-- Actions to take --
a – Rewrite the passage on early retirement from "When your money" to "after you die.", swapping "pile of money" for "nest egg".
b – Extend the passage about retiring early, starting after its final sentence.

-- Excerpt to read --
How much money is necessary to retire for one at any earlier age or cut down to part time?
Do you think 8 million dollars is sufficient to retire at a younger age (late 30s to 40s) or work part time?
What investments would you make to preserve capital and produce sufficient dividends?
Is the market too inflated whereby stock investments will collapse to decrease capital in the future whereby cash flow is compromised in the future?
Also, would you recommend leaving medicine for a nonclinical position to limit malpractice risk in the future if money isn't in a trust?
What you are asking about is known today as The Number, or how much money you would need in the bank to stop working and still maintain your chosen lifestyle.
When your money is invested properly, a pile of money will generally have a Safe Withdrawal Rate of 4% per year, forever. Meaning, your investments will grow at (inflation + 4%), so you can withdraw 4% of your assets every year, and the dollar amount will grow with inflation so it maintains that standard of living (constant dollars) forever even after you die.
This isn't some idle theory- I worked out this math last century when the solution was less understood and the tools necessary were more difficult to access for the common investor. It was called FU money back then, e.g. enough money to be able to tell your boss or anybody else FU with minimal consequences. After figuring out the theory I worked very hard (not in medicine) to achieve the desired result, and I reached my own Number in the 1990s. I have faithfully sold 1% of my assets every quarter since then and lived off the proceeds. I've survived several recessions and other economic busts, rode out many bull markets, and I check my portfolio's performance about once every two years. I have no idea if the market is up or down right now. Yet today nearly 2 decades later I maintain the same satisfactory standard of living that I had when I quit working.

-- Data records --

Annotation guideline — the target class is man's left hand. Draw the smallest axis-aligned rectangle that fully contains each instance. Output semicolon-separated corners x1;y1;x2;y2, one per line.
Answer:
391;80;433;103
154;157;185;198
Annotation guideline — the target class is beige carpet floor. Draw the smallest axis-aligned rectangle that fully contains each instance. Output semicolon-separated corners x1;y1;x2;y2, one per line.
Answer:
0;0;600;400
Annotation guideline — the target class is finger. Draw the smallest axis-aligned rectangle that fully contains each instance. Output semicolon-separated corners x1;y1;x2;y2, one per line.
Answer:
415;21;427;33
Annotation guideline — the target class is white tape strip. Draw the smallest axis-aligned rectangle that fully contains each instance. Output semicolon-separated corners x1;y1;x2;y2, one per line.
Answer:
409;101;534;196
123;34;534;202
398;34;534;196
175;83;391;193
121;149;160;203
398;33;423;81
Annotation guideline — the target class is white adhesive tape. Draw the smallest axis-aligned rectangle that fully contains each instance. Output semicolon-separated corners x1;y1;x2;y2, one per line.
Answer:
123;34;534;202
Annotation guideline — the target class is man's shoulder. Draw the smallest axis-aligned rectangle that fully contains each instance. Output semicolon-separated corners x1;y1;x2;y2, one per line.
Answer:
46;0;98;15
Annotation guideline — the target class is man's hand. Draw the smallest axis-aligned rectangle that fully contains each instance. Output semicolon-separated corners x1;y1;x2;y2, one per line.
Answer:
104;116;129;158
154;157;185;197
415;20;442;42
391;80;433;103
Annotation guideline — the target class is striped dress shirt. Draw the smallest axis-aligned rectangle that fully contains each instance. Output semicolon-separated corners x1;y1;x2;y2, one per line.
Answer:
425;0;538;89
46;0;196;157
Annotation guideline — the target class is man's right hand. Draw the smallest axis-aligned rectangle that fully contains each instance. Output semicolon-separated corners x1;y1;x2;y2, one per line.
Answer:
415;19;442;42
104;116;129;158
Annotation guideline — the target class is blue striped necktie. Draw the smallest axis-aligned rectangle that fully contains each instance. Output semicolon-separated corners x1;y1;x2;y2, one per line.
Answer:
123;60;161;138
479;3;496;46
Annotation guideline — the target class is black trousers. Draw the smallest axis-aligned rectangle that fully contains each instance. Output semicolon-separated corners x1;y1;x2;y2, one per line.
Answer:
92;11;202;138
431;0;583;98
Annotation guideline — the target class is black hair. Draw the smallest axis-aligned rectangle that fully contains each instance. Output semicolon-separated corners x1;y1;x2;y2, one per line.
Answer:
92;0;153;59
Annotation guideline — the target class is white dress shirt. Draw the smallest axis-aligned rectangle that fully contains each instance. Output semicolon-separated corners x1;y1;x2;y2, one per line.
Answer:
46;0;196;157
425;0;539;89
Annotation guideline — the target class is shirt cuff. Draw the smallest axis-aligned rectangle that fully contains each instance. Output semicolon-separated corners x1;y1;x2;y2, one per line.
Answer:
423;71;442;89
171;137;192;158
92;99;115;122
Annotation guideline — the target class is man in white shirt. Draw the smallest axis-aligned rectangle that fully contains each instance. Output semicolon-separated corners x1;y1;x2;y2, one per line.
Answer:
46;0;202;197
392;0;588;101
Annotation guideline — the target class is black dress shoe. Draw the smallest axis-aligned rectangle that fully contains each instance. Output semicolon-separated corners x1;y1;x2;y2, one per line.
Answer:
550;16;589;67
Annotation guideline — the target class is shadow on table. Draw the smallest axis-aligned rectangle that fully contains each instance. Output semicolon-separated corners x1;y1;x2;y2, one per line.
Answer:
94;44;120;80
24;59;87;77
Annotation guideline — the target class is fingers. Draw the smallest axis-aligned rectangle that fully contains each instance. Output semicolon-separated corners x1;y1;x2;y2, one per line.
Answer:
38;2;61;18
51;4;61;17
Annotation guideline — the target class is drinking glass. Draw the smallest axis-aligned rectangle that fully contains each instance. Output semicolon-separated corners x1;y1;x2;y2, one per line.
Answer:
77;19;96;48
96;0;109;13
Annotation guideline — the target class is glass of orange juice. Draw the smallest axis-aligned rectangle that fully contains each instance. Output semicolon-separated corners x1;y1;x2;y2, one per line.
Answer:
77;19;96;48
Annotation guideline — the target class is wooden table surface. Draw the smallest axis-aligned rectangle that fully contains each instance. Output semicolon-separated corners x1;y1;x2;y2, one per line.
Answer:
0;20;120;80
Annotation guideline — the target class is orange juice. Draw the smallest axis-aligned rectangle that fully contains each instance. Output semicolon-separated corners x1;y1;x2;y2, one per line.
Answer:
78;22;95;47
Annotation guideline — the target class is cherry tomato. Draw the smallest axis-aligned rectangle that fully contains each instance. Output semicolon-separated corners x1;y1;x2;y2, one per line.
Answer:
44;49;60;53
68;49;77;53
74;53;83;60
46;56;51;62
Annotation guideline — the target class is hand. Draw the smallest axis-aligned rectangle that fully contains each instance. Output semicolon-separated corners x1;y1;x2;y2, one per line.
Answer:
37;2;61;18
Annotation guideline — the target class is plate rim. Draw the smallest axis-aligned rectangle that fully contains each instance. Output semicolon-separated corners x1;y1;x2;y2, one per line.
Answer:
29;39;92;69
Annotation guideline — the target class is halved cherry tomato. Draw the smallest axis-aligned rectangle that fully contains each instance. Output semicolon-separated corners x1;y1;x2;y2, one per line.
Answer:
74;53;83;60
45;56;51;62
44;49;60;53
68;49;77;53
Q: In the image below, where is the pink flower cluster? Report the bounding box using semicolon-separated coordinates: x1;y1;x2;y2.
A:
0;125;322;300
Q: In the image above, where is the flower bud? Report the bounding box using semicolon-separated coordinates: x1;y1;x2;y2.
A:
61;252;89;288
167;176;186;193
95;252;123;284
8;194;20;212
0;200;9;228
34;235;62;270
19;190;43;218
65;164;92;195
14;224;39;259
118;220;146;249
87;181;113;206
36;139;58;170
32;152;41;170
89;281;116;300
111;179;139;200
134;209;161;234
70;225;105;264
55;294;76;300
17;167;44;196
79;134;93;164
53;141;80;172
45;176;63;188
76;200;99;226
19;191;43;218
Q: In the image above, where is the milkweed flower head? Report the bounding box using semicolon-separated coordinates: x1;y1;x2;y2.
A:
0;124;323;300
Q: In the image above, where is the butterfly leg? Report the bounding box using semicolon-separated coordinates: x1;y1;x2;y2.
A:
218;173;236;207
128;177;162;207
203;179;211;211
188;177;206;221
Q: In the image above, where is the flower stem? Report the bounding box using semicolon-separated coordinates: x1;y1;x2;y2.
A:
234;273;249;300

-- Responses --
a –
When your money is invested properly, a nest egg will generally have a Safe Withdrawal Rate of 4% per year, forever. Meaning, your investments will grow at (inflation + 4%), so you can withdraw 4% of your assets every year, and the dollar amount will grow with inflation so it maintains that standard of living (constant dollars) forever even after you die.

b –
So to answer your questions in order, the amount of money you need will be highly dependent on what kind of lifestyle you will want to maintain when you quit. Everybody's Number is different. I have met a woman living satisfactorily on $6,000 a year (1990 constant dollars). I have some friends who are unhappy living on $25,000 a month and need more.
8 million 2017 dollars will throw off a lifestyle of $320,000 per year, in 2017 constant dollars, forever. Is that enough for you? Only you can answer that question. It would be enough for me, but my needs and wants are different than yours.
What kind of investments to make? The primary thing you need is low investment expenses and an appropriate asset allocation. Low expenses and good allocation will give you 95% of your desired result, and any further microadjustments are likely a waste of your time. Vanguard funds generally have the lowest expenses in the market, and Vanguard has many fund-of-funds including I'm sure a fund that meets your needs. My own needs are met by Vanguard Target Retirement 2035 fund, but your needs will be different. I prefer the Target Retirement funds because they change allocation slowly over time- your risk tolerance at age 30 will be different than your risk tolerance at age 70.
Is the market too XXX? to YYY? I don't know and I don't care and it is basically irrelevant to your preceeding questions. If you have the $8 million in cash, I would suggest buying a vanguard fund tomorrow. If you own a vanguard fund already, I would suggest keeping it there. What the market does in the next month, year, five years, or ten years is of little concern in this journey.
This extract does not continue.